§ **TASK INSTRUCTIONS**
Take the line that has "Objective — one point per instance of the leaf" in it and every line after it to the end of the entries, and reproduce them exactly.

§ **TASK DATA**
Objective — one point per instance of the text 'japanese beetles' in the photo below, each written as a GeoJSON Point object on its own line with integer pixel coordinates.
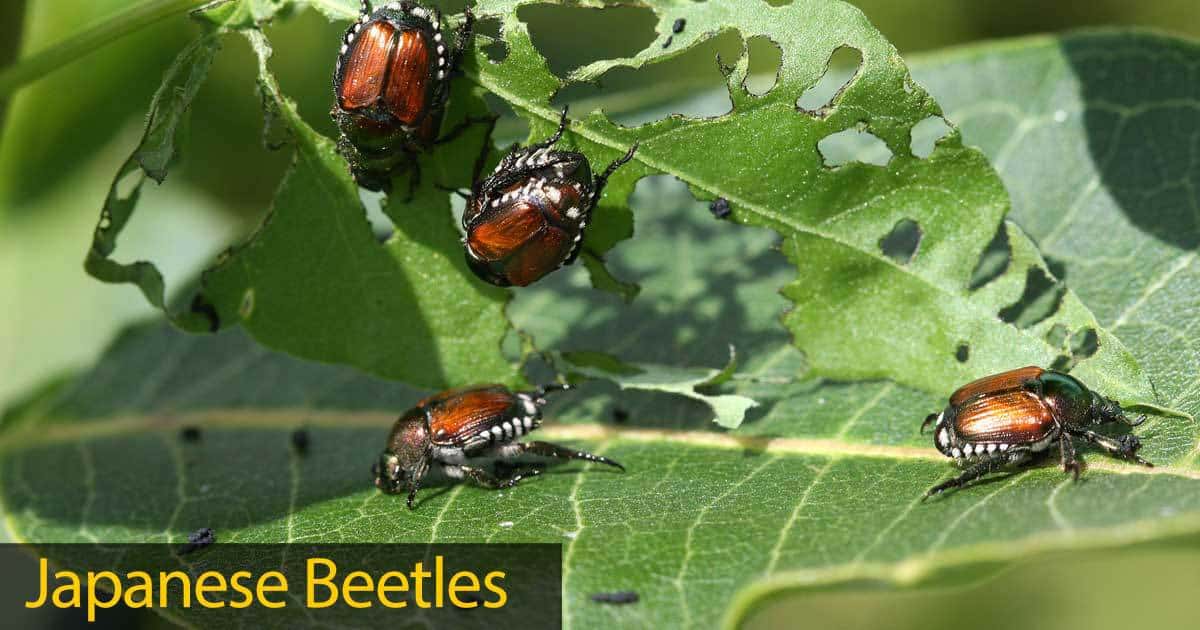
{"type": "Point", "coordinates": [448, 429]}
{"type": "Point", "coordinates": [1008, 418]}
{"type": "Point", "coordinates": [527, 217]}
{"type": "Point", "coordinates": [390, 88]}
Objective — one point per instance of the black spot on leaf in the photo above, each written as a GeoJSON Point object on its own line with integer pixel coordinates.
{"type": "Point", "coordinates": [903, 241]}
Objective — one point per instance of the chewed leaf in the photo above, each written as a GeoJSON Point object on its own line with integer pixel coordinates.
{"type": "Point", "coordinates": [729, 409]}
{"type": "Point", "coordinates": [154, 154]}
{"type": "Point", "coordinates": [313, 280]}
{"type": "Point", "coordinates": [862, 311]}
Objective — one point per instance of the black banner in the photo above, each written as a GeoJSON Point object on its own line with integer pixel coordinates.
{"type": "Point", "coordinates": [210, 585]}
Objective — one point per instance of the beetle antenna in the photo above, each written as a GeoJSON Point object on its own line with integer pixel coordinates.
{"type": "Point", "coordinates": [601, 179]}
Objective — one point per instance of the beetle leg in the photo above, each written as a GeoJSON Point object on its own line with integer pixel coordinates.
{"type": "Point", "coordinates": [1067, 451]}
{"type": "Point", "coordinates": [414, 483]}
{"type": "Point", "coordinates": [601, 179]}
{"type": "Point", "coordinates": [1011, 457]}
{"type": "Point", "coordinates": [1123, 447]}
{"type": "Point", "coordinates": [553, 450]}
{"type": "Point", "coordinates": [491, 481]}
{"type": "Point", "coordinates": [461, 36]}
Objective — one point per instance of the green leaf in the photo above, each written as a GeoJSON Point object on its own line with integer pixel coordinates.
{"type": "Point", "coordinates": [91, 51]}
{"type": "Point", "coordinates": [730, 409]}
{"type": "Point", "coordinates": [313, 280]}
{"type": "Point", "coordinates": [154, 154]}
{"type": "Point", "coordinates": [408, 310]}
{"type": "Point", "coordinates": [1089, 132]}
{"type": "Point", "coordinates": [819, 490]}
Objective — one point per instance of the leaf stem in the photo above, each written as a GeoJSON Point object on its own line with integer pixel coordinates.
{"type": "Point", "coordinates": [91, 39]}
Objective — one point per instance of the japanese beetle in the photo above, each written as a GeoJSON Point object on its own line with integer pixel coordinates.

§ **WRITTEN RESPONSE**
Objective — one point per instance of the leaf stem in the photo above, each written as a GeoJSON Point object on its own line with integer pixel coordinates.
{"type": "Point", "coordinates": [91, 39]}
Objective — one point per instance of the japanese beetle in the photo above, each written as a GeoJSON Point object on its own line with integer pixel coordinates.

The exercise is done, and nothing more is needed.